→ 阅读材料:
----

本发明涉及半导体技术领域,尤其涉及一种堆叠式环栅纳米片CMOS器件结构及其制造方法。
集成电路特征尺寸持续微缩,传统三栅或双栅的FinFET(Fin Field-Effect Transistor,鳍式场效应晶体管)在5nm以下节点受到限制,与主流后高K金属栅(High-K&Metal Gate,HKMG)FinFET工艺兼容的GAA(Gate-All-Around,环栅)纳米片晶体管将是实现尺寸微缩的下一代关键结构,其沟道结构包括纳米线(Nano-Wire,NW)与纳米片(Nano-Sheet,NS)两种选择。
新的结构是在后栅HKMG FinFET工艺中,在后栅中选择性形成堆叠纳米线或者纳米片结构(源漏仍为Fin),然后形成GAA器件。
目前,现有的基于GeSi/Si叠层的Stacking NS FET集成工艺中,NMOS和PMOS都采用Si(100)晶面的<100>晶向作为器件沟道,对于NMOS来说,会带来空穴迁移率和器件性能的提升,而对于PMOS来说,则会带来空穴迁移率和器件性能的轻微下降,由此导致NMOS与PMOS的性能不匹配,从而对CMOS器件和电路设计带来严重的影响。
发明内容
本发明提供的堆叠式环栅纳米片CMOS器件结构及其制造方法,能够解决单一沟道CMOS因Si沟道PMOS空穴迁移率低而导致的NMOS与PMOS性能不匹配的问题。

----

→ 任务:
[a] 判断下列三项说法是否与阅读材料相符,逐项回答"是"或"否",并原样引用阅读材料中起决定作用的文字:(i) 传统的FinFET在5nm以下节点受到限制;(ii) 在新的结构中,源漏改为纳米片结构;(iii) 现有集成工艺中,NMOS和PMOS采用不同的晶向作为器件沟道。
[b] 请原样摘录阅读材料中从“新的结构是在后栅HKMG F”起至“与PMOS性能不匹配的问题。”止的这一段文字。
完成作答无需用到后面的各行数据。

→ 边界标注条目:
----

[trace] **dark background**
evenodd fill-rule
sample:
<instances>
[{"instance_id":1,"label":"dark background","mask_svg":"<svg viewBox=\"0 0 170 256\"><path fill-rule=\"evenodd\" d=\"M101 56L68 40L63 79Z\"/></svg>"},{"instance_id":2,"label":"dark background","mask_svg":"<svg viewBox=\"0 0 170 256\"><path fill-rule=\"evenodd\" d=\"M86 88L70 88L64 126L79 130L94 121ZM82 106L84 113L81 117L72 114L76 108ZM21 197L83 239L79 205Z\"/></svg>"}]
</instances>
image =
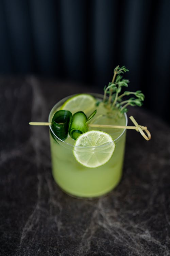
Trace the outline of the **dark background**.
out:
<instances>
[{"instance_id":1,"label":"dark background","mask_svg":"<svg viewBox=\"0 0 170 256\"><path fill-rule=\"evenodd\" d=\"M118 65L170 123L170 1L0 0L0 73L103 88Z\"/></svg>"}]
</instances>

----

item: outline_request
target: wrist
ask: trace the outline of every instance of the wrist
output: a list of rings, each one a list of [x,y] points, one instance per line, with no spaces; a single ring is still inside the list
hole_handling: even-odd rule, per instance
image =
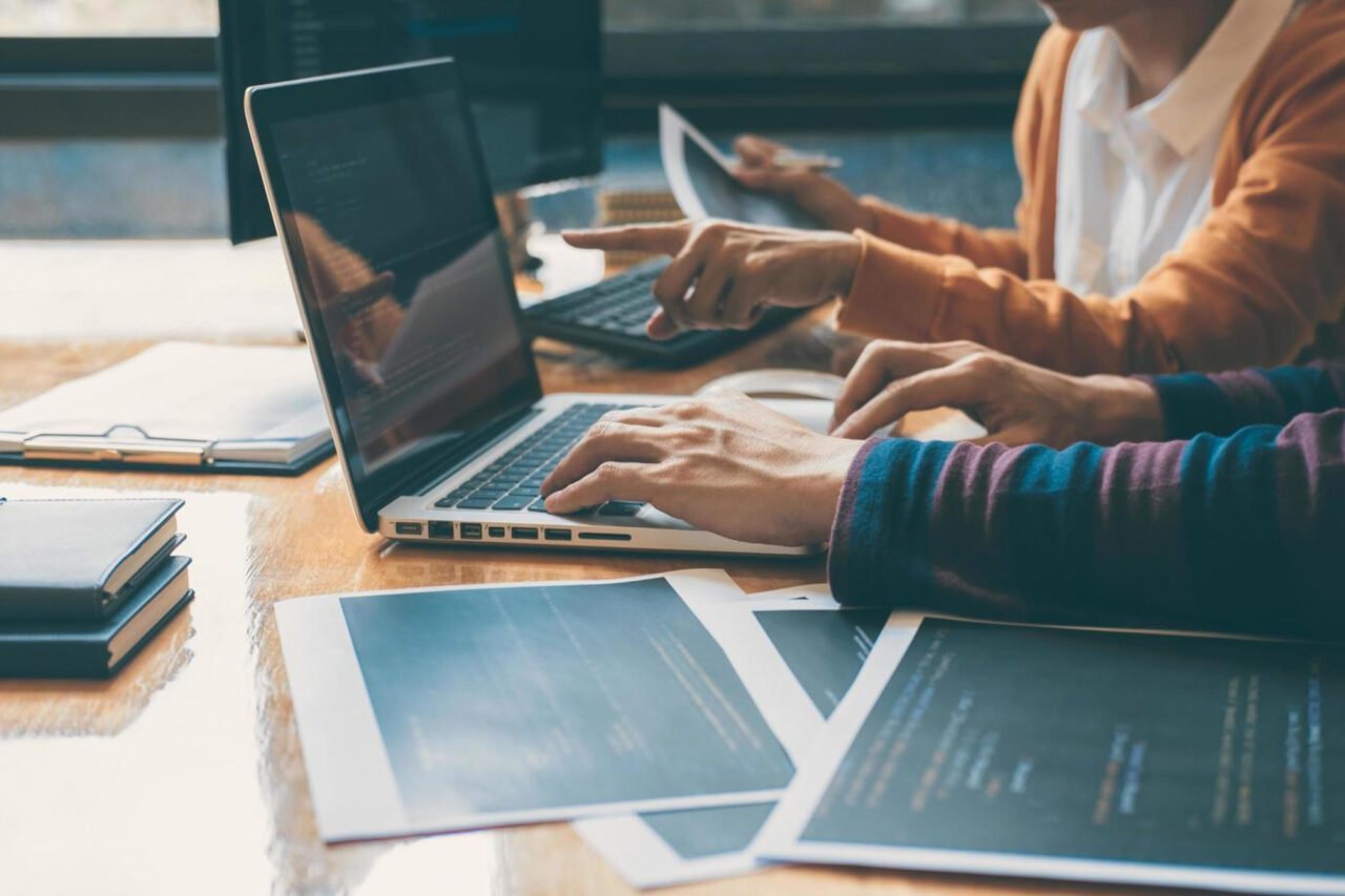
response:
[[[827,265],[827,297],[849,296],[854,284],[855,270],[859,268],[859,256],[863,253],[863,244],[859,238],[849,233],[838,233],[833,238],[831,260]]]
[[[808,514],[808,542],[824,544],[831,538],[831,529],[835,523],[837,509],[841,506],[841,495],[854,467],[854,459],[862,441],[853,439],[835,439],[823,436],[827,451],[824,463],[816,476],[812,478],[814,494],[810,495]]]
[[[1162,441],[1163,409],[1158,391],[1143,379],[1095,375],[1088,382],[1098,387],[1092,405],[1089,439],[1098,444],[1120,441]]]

----

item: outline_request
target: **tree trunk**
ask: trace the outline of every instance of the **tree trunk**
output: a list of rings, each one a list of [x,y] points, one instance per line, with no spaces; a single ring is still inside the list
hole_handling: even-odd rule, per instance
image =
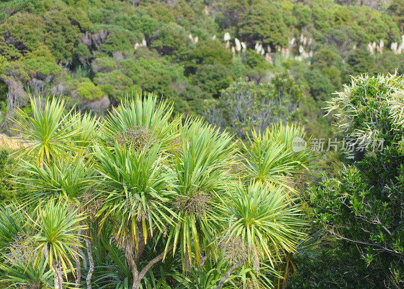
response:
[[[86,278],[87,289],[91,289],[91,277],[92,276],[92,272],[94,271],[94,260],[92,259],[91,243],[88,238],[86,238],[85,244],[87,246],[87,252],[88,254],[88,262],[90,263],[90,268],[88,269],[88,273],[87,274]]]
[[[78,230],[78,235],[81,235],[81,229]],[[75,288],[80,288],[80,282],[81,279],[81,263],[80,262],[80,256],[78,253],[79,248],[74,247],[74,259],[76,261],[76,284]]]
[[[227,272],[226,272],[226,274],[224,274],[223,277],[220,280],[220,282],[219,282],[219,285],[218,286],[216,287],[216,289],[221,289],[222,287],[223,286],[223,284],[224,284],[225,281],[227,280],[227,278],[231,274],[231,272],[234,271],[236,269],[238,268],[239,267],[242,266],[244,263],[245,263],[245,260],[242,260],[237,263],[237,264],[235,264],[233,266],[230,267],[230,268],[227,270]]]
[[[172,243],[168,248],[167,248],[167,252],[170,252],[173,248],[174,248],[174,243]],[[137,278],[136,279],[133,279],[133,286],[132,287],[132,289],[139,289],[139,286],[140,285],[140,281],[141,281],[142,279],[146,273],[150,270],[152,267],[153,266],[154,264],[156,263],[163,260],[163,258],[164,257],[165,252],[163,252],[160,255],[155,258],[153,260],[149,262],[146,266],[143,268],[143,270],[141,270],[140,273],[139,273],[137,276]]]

----

→ 任务答案:
[a]
(i) 是,"在5nm以下节点受到限制"。
(ii) 否,"源漏仍为Fin"。
(iii) 否,"NMOS和PMOS都采用Si(100)晶面的<100>晶向作为器件沟道"。

[b]
新的结构是在后栅HKMG FinFET工艺中,在后栅中选择性形成堆叠纳米线或者纳米片结构(源漏仍为Fin),然后形成GAA器件。
目前,现有的基于GeSi/Si叠层的Stacking NS FET集成工艺中,NMOS和PMOS都采用Si(100)晶面的<100>晶向作为器件沟道,对于NMOS来说,会带来空穴迁移率和器件性能的提升,而对于PMOS来说,则会带来空穴迁移率和器件性能的轻微下降,由此导致NMOS与PMOS的性能不匹配,从而对CMOS器件和电路设计带来严重的影响。
发明内容
本发明提供的堆叠式环栅纳米片CMOS器件结构及其制造方法,能够解决单一沟道CMOS因Si沟道PMOS空穴迁移率低而导致的NMOS与PMOS性能不匹配的问题。